**Things to do:**
**A)** Quote the onion gardening article word for word, starting with "The bugaboo is" and going on through "but also imperative.".
**B)** According to the onion gardening article, what kind of fertilizer do onions need?
**C)** Carry on the onion gardening article from where it stops.

**Text:**
───

Onions, Faith, and the National Weather Service
Those of us with memories past yesterday may remember Sgt. Joe Friday of TV’s Dragnet say, “All we want are the facts.” While many people may not know it, facts are what Flagstaff’s National Weather Service gathers in addition to forecasting the weather. The facts are accurate while the forecasting, as with all predictions, is occasionally, though seldom, iffy.
Just as predicting human behavior largely relies on past behavior, so forecasting requires knowledge of the past. The NWS’s facts are on its website, which offers all manner of statistics on Flagstaff’s climate in the “NOAA Technical Memorandum NWS WR-273 Flagstaff, Arizona (Revision 6) 2009.”
Getting the facts right is important in gardening. Amongst the facts of gardening are soil, fertilizer, water, and climate. This is especially true about onions, the world’s second-most-popular vegetable.
The soil needed for onions is easy, friable, as in easily flowing through the gardener’s fingers. The fertilizer is also easy. Since onions are really a bundle of leaves, such as grass and lettuce, they need a high-nitrogen fertilizer. As for water, they need plenty of it so it’s best to grow them in trenches so that the water won’t run off but rather run down and sink in.
The bugaboo is climate. The word climate covers a multitude of sins, such as temperature, sunlight, snow and rain, monsoons, drought, and what-have-you. As for onions, the issue isn’t temperatures, but sunlight, actually the hours of sunlight in a day, and this is where the NWS’s facts are not only useful but also imperative.
One of the unpleasantries most frequently practiced by farmers, ranchers and gardeners is whining. It may be because they’re often the victims of the vagaries of the weather, a problem over which they have no control. In Flagstaff, they whine mostly about the short growing season, by which they mean days free of freeze and frost. Sometimes, when it hails, their whining turns into cursing, a worse unpleasantry.

───

Stored entries
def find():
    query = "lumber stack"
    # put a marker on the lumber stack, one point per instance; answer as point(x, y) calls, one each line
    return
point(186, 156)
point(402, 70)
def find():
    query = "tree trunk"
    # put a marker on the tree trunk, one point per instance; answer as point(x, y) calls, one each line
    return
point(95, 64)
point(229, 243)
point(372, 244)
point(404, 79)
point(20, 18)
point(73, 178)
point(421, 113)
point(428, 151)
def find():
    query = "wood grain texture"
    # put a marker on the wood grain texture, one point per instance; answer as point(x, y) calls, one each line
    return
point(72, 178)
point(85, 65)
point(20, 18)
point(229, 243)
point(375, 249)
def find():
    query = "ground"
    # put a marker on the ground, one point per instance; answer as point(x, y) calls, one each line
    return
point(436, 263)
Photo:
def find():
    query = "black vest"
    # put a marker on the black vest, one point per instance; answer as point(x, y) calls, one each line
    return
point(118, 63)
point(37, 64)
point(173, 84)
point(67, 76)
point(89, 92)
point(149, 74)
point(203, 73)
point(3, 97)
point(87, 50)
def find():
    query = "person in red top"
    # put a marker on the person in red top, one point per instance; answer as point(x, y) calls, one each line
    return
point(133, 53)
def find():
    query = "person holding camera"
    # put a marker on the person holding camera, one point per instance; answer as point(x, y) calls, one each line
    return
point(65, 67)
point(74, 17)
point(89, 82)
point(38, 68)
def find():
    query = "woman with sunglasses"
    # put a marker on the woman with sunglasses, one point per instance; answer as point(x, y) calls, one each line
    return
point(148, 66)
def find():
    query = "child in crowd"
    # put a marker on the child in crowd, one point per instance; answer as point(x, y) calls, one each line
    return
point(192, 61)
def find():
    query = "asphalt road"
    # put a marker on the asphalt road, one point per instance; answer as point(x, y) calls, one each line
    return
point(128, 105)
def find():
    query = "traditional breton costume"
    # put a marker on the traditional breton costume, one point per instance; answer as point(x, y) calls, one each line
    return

───

**Answers provided:**
**A)**
The bugaboo is climate. The word climate covers a multitude of sins, such as temperature, sunlight, snow and rain, monsoons, drought, and what-have-you. As for onions, the issue isn’t temperatures, but sunlight, actually the hours of sunlight in a day, and this is where the NWS’s facts are not only useful but also imperative.

**B)** A high-nitrogen fertilizer.

**C)**
Growing onions in Flagstaff isn’t limited to 90 days free of frost and freeze. Onions depend upon the hours of sunlight in a day. The right number of days with enough sunlight start about the Ides of March, the 15th, and this is where the National Weather Service comes in.
Generally, there are two types of onions, short-day, which require 14-16 hours of sunlight a day, and long-day, which require about 10-12. The 36th parallel is the demarcation line used to distinguish short-days from long-days. The 36th parallel runs along the South Rim of the Grand Canyon. Flagstaff sits on the fence between short-day and long-day, horticultural mugwumps with our mugs north of the 36th and our wumps south. So we are left with what some call “intermediate” onions.
The easiest and most productive onions to plant are onion sets, which are really immature onion bulbs. Seeds are chancy. The sets can be purchased locally or online, such as Brown’s of Omaha at www.bopf.com. Plant them about one inch deep and five inches apart. If spring onions are desired, plant them three inches apart, pulling every other one in the spring.
Some of the “intermediate” sweet onions are TX 1015-Y, Super Sweet, and the long-day Walla Walla, which does well for the “intermediates.” If loneliness is not a disadvantage, sweet onions can be eaten raw, like an apple, carrot or tomato, once the outer leaves and dirt have been removed.
Heroically compiled by Mike Staudemaier Jr., Reginald Preston, and Paul Sorenson of the National Weather Service, the memorandum sets out on page 70 the exact facts on hours of sunlight in Flagstaff for every day of the year. This is where a gardener can find March 15 for “intermediate” onions. It also may mean planting onions sets in the dank and drear of mid-March in cold mud mixed with leftover snow. But what the (heck)? It means extending the growing season by three months. No pain, no gain.